**TASK DESCRIPTION**
Pull out every line in the rows below that contains the string "tree", matching case exactly.

**MATERIAL SUPPLIED**
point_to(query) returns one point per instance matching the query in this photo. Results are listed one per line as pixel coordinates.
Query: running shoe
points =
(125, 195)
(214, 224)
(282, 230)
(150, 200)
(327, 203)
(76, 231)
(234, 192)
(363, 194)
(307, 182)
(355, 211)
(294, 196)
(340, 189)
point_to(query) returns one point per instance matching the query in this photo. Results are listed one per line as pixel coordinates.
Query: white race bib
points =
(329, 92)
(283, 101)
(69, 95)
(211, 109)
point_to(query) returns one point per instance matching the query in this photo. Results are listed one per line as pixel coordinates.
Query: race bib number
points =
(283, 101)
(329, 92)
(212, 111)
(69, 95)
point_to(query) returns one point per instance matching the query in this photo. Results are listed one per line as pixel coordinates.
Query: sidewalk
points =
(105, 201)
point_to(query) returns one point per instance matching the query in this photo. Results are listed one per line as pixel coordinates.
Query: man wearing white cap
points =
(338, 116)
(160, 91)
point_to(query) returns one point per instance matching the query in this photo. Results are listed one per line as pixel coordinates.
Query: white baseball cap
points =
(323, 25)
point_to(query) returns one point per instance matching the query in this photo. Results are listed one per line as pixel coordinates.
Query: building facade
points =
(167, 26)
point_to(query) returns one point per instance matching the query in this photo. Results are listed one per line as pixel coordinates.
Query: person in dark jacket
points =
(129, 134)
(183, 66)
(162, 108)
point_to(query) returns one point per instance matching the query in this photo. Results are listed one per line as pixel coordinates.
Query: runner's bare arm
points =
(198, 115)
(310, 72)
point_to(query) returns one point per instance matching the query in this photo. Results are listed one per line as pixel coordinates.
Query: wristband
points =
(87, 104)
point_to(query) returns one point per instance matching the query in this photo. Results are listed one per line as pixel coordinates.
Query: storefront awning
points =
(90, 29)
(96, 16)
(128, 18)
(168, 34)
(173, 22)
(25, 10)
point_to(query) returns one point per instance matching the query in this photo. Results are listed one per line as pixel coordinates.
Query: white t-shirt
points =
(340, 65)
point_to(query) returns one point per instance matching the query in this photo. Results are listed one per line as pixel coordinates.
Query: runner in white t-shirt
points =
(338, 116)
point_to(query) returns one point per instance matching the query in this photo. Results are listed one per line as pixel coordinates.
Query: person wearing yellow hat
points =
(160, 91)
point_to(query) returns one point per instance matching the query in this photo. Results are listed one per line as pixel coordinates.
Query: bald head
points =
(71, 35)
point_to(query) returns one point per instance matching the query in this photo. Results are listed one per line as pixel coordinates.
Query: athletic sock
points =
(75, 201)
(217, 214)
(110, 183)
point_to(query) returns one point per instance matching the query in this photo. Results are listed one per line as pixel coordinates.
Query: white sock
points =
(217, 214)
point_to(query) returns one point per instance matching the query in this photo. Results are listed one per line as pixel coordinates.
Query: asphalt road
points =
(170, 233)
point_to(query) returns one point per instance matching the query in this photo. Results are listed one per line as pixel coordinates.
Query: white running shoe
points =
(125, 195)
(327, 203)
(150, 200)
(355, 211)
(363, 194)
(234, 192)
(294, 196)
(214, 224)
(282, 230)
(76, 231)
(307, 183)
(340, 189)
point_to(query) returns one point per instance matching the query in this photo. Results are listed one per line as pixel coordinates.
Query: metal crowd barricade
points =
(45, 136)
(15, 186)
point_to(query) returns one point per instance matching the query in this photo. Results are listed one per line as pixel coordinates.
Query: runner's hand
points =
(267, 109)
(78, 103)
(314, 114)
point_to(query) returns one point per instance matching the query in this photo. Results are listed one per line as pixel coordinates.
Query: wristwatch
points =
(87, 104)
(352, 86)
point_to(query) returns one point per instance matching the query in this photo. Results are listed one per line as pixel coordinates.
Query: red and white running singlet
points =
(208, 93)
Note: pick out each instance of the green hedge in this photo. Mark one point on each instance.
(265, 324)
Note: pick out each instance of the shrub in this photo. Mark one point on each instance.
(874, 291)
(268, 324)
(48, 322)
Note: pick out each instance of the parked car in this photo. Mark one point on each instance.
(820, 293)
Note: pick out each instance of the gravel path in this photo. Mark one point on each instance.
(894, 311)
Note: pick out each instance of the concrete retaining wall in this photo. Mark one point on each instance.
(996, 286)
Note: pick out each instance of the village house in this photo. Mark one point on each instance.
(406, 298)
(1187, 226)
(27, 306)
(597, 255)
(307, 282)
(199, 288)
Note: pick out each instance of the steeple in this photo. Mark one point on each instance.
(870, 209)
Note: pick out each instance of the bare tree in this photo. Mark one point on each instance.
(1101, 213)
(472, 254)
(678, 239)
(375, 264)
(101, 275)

* * *

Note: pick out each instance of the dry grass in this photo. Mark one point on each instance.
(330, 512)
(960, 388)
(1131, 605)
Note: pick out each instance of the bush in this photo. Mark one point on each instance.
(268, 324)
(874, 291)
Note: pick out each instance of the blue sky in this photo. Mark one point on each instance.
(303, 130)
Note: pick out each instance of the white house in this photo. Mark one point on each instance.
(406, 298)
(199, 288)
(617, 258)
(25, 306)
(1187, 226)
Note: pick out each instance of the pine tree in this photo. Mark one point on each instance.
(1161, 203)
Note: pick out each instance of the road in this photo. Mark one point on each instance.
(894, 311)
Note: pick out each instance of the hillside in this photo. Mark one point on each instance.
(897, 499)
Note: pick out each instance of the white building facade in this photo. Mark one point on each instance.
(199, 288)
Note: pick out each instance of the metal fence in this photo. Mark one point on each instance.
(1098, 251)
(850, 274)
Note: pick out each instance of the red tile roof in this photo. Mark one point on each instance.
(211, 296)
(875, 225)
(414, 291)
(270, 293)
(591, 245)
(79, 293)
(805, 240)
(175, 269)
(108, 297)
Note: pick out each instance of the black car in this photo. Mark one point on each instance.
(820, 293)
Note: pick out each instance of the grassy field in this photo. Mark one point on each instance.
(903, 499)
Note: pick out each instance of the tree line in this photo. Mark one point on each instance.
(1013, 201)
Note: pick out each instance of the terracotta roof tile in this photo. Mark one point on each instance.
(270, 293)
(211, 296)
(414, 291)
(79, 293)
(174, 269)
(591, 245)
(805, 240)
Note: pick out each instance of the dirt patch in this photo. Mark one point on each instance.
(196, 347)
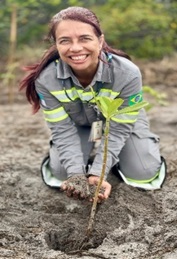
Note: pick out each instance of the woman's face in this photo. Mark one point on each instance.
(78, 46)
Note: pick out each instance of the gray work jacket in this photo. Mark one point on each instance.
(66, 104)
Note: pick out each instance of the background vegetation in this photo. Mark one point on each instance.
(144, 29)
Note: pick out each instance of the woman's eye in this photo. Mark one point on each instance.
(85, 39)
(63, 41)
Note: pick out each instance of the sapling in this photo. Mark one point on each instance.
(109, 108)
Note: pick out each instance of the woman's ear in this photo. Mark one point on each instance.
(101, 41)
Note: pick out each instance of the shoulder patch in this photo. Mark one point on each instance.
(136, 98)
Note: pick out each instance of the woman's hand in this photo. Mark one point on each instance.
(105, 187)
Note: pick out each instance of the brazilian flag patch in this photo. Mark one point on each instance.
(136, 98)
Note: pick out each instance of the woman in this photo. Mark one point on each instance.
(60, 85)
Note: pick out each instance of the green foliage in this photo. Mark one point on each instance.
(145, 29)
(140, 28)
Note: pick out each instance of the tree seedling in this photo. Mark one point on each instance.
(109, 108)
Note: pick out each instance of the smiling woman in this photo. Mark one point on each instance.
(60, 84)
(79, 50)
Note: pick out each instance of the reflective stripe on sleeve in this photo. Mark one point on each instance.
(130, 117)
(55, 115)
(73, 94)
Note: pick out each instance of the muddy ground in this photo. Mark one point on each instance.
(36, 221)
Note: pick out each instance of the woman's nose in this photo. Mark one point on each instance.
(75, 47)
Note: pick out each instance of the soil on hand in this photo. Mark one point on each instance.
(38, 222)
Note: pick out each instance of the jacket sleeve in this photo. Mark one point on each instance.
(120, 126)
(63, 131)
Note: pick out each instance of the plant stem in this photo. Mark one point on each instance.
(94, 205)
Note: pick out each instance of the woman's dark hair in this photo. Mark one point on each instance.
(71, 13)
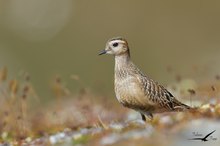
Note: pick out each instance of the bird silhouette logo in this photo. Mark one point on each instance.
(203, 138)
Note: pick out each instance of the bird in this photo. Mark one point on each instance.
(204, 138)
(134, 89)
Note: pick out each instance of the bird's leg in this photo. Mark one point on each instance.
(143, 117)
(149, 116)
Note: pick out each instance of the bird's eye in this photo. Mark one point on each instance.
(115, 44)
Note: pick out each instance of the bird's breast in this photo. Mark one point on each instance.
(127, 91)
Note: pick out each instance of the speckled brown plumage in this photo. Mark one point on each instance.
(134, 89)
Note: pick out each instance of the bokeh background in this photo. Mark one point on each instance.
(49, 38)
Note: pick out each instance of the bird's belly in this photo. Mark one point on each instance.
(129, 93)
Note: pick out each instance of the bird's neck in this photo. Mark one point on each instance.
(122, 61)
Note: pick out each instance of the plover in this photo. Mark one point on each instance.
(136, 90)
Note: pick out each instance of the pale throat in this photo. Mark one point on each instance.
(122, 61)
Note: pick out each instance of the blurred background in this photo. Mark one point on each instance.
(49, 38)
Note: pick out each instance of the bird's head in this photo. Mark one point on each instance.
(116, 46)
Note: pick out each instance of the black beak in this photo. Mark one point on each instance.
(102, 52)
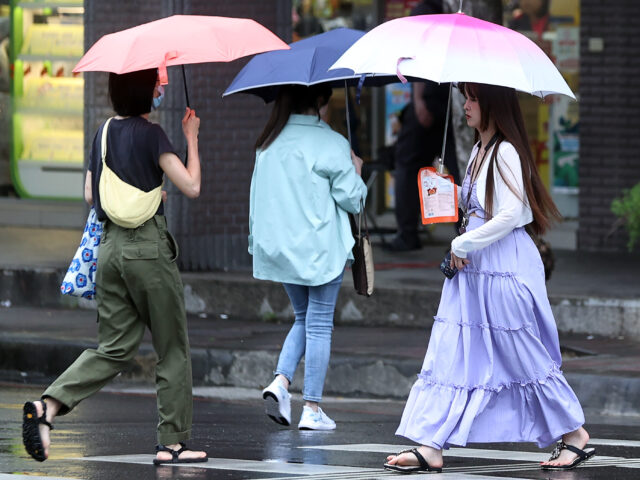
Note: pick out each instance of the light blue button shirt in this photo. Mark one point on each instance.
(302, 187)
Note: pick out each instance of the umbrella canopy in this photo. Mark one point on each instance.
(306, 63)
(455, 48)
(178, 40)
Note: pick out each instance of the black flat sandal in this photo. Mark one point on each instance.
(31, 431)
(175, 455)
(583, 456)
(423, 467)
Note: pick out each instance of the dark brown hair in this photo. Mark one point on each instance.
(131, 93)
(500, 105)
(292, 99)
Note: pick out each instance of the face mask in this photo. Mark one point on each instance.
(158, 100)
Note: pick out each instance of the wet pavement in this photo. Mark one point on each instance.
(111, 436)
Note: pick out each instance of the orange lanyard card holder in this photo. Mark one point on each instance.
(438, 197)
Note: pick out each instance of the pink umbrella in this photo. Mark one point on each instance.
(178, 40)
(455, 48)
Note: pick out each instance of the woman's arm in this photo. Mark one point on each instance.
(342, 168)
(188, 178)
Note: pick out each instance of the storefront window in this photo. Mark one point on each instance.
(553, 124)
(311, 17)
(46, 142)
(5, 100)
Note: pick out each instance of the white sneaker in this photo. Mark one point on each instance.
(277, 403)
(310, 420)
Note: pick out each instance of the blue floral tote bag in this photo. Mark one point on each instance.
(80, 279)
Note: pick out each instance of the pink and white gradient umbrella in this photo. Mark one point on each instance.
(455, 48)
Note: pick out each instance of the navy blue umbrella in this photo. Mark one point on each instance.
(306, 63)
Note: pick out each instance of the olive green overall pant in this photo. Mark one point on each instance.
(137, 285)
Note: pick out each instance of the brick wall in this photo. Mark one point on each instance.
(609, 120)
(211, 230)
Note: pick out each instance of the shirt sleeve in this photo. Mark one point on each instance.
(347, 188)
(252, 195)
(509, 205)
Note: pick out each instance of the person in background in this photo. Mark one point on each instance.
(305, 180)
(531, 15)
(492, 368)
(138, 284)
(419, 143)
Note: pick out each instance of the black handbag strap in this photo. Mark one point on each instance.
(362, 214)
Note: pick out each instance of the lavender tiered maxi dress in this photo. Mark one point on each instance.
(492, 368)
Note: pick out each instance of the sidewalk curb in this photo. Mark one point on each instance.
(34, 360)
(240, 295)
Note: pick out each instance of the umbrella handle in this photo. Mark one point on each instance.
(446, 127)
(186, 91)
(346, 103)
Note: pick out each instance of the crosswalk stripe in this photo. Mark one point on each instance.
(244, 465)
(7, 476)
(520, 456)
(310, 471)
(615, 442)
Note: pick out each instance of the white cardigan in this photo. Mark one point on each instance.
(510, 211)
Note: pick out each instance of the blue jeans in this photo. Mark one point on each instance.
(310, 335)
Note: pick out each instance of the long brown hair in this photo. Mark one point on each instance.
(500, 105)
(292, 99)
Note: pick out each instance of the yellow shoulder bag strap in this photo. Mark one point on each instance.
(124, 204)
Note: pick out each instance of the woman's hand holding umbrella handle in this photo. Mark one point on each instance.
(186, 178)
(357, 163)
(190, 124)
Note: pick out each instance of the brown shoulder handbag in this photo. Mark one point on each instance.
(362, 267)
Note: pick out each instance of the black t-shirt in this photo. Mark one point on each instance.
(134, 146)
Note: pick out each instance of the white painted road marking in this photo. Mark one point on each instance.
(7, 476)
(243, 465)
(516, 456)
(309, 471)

**RESULT**
Note: pick out each instance of the bare tree in this photo. Mark one point on each instance.
Note: pick out each instance of the pine tree in this photo. Mark one point on each instance.
Note: pick out each instance of the tree line in this photo. Mark one point on each instance.
Note: pick out each instance of the tree seedling in this photo. Mark one point on each instance.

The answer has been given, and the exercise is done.